**EXCERPTED TEXT:**

---

So who do you want sailing with you in dangerous and very choppy small business conditions? Obviously the very best crew out there! However, your cleaning employees likely feel the same way about wanting the very best in a skipper that they have entrusted with their families’ economic future and security! (As Steve tells us in the Strategies for Success seminar, “The fish rots from the head down!”)
In his book Leaders at All Levels, author and management expert Ram Charan states that leadership “is a leading indicator of a company’s (future) prospects, unlike financial results, which tell you only where the company has already been. Strong leadership makes a good cleaning company better just as surely as weak leadership lowers its prospects and over time ruins it.”
However, getting the right crew on the boat (or as author Jim Collins likes to say, “Getting the right people in the right seats on the right bus”) is only the essential first step. Got good people! Great! But don’t get complacent! We make a big mistake when we think that just because we’ve got competent people on board they don’t need any further development, or they don’t need to be managed.
Developing your people. One of the most important jobs of every business manager—and possibly the one that defines true business leadership—is developing and guiding the people who report to him. Whether you’re a solo operator carpet cleaner grooming someone to replace you in the field, a restoration business owner developing managers in your company, or a mold remediation division manager growing your direct employees under you, your job is to develop your successors.

---

**EXCERPTED RECORDS:**
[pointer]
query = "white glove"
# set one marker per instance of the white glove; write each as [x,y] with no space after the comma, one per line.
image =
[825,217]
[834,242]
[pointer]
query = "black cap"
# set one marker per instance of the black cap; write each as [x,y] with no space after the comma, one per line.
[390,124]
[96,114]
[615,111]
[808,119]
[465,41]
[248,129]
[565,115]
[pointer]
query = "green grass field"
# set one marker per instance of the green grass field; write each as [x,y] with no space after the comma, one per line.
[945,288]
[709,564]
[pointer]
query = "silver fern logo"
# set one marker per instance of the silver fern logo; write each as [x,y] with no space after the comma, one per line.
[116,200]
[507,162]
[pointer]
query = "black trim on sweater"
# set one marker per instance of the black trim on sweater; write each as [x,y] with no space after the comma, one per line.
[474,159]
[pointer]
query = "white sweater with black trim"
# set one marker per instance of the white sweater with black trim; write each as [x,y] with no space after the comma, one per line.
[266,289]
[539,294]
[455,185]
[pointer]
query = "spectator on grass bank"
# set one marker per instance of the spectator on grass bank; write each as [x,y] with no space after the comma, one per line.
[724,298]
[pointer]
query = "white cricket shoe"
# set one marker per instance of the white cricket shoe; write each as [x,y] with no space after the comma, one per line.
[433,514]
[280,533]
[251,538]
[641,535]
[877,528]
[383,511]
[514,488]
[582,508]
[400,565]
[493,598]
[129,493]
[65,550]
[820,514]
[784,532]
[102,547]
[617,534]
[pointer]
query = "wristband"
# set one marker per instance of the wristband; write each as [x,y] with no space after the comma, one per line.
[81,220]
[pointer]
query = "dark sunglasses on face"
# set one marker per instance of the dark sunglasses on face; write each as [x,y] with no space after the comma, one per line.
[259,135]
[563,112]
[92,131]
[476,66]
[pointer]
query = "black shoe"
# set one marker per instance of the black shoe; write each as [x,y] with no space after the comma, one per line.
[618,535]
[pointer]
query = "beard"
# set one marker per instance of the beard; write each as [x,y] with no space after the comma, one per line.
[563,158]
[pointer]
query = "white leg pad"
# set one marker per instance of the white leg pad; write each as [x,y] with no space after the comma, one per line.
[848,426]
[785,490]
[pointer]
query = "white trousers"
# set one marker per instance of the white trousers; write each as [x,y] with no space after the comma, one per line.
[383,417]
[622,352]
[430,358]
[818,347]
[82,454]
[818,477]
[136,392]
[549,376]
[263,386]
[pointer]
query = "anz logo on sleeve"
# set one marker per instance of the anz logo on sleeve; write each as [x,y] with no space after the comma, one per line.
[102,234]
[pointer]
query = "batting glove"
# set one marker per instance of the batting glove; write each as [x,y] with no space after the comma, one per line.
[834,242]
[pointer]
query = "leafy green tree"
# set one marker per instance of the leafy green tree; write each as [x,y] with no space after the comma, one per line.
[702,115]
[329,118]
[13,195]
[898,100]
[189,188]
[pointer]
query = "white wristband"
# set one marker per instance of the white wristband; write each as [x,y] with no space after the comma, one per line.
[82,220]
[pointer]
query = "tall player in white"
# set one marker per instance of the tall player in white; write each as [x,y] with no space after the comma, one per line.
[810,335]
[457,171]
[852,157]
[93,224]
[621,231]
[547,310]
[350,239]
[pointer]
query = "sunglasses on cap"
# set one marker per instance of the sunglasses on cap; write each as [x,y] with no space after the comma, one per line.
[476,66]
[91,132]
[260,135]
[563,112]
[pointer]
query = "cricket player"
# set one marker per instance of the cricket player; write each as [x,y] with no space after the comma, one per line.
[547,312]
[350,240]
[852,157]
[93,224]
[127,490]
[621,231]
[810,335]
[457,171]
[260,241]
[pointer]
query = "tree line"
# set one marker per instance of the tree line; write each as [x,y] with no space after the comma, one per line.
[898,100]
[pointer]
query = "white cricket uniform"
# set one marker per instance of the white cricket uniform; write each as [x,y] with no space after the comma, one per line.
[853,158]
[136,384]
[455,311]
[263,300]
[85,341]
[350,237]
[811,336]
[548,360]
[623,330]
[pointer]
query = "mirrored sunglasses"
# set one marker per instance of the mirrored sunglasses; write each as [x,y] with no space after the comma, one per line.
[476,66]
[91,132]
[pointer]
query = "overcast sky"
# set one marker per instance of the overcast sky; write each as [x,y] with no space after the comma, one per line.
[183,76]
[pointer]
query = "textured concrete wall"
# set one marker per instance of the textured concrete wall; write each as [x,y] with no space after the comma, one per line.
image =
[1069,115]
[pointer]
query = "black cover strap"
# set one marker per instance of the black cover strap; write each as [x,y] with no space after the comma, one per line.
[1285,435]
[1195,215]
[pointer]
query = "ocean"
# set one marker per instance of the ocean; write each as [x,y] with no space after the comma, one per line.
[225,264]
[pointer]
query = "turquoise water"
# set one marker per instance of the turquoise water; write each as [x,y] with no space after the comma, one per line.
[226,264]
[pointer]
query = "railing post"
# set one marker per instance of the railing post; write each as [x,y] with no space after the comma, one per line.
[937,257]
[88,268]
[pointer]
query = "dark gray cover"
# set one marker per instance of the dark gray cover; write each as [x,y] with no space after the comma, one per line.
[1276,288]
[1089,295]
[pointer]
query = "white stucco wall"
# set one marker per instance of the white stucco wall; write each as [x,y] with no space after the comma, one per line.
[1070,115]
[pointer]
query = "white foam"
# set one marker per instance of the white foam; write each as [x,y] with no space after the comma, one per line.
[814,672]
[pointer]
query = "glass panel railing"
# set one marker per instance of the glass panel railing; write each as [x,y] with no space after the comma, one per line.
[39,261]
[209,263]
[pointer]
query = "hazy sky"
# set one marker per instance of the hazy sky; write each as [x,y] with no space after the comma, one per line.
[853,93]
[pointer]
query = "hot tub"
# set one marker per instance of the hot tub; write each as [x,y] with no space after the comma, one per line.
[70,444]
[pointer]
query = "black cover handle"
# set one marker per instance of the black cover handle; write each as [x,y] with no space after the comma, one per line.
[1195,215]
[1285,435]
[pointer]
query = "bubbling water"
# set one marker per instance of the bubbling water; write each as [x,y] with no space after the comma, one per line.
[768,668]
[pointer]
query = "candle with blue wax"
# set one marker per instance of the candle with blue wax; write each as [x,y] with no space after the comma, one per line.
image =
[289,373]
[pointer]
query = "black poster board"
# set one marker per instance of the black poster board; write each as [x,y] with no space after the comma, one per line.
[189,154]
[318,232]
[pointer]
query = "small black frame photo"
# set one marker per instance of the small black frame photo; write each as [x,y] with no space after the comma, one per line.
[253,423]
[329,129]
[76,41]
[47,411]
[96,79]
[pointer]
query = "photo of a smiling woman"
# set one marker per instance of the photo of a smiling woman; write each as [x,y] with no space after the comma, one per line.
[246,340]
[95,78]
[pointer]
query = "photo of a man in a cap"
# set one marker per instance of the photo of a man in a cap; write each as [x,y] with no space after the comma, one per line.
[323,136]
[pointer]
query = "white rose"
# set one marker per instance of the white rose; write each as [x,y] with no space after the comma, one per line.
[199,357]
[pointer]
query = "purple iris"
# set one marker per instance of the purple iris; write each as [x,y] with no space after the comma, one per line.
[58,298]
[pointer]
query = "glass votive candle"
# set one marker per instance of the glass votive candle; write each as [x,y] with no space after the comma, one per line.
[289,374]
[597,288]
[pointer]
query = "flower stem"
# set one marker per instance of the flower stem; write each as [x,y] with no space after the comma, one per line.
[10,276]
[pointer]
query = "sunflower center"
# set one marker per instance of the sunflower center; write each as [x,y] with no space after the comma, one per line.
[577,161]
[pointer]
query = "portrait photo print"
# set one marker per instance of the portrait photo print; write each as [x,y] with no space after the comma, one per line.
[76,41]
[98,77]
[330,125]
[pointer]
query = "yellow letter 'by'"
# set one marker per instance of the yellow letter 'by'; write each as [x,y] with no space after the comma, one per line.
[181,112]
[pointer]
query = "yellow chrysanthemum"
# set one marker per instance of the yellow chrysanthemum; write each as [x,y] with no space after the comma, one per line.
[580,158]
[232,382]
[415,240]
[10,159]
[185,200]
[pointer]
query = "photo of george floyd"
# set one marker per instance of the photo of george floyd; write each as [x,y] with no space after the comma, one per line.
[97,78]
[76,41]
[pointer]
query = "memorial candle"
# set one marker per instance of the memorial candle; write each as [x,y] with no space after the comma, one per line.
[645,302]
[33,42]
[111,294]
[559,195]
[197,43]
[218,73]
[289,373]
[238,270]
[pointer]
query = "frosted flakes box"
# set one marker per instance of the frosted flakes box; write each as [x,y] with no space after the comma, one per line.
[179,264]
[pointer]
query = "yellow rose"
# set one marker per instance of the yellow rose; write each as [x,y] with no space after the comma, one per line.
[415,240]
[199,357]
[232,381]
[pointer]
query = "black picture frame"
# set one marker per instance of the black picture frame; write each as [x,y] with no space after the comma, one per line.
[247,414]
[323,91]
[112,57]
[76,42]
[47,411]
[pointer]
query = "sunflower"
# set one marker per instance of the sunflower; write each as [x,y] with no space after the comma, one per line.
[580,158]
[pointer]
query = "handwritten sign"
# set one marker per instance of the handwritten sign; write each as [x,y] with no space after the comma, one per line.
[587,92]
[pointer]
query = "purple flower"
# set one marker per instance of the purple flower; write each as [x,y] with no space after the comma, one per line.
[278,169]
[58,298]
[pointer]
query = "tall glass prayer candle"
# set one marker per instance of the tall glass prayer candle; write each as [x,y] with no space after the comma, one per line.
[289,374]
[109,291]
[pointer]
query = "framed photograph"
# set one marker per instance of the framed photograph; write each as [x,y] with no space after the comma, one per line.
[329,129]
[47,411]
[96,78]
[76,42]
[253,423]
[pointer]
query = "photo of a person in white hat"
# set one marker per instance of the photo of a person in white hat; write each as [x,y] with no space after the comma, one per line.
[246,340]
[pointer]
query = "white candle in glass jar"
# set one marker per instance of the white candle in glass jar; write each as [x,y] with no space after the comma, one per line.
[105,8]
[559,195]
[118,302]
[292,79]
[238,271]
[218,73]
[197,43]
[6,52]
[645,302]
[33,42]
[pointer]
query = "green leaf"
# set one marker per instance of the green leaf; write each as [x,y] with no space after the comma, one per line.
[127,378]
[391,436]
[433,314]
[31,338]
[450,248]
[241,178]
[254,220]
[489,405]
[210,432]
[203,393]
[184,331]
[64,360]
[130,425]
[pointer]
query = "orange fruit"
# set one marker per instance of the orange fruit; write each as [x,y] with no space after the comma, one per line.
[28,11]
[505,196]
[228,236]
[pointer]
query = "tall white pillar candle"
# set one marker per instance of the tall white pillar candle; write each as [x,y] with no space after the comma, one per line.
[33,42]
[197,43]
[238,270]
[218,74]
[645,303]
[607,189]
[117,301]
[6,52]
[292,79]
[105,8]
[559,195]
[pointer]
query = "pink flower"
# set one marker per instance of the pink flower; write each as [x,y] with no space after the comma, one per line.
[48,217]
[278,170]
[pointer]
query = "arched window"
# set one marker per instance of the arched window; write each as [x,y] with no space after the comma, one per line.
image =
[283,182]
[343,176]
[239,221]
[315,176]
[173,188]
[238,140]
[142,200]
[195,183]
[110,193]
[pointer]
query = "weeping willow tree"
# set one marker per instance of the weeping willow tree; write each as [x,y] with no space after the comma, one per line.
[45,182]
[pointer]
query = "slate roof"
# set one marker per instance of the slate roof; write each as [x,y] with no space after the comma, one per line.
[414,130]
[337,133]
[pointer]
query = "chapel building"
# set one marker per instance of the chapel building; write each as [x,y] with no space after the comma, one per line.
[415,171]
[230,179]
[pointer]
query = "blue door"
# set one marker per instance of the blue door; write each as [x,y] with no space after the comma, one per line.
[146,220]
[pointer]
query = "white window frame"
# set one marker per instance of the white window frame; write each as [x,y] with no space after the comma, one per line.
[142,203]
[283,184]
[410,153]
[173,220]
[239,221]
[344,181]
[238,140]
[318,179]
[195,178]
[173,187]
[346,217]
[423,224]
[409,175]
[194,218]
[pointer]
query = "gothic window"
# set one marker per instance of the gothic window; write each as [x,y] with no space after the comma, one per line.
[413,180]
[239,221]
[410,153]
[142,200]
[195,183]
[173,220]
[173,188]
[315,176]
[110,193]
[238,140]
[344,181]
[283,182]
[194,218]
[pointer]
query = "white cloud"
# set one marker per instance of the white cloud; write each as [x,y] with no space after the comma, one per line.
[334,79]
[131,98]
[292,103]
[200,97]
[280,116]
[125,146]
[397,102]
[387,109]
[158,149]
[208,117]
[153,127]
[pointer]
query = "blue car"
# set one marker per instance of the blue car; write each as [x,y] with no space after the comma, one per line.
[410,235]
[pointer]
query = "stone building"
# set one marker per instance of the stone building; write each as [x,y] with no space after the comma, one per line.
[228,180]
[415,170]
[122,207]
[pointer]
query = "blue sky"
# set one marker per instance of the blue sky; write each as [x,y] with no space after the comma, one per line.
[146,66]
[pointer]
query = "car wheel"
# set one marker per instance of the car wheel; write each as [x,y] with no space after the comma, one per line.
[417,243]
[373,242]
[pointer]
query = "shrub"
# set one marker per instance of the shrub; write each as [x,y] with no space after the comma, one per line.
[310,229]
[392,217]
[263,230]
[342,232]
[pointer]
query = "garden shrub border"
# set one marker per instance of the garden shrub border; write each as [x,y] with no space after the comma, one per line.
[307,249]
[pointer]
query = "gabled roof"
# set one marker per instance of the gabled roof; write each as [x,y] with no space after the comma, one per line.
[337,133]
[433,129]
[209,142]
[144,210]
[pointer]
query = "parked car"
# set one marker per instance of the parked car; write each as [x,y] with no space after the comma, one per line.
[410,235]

---

**CHALLENGES:**
1 – List the kinds of business people that the passage on business leadership names as examples of those whose job is to develop successors.
2 – In the passage on business leadership, what does Ram Charan say financial results tell you?
3 – Reproduce the passage on business leadership word for word, starting with "However, getting the" and going on through "develop your successors.".

**RESPONSES PER TASK:**
1 –
- A solo operator carpet cleaner grooming someone to replace them in the field
- A restoration business owner developing managers in the company
- A mold remediation division manager growing direct employees

2 – According to Ram Charan, financial results tell you only where the company has already been.

3 –
However, getting the right crew on the boat (or as author Jim Collins likes to say, “Getting the right people in the right seats on the right bus”) is only the essential first step. Got good people! Great! But don’t get complacent! We make a big mistake when we think that just because we’ve got competent people on board they don’t need any further development, or they don’t need to be managed.
Developing your people. One of the most important jobs of every business manager—and possibly the one that defines true business leadership—is developing and guiding the people who report to him. Whether you’re a solo operator carpet cleaner grooming someone to replace you in the field, a restoration business owner developing managers in your company, or a mold remediation division manager growing your direct employees under you, your job is to develop your successors.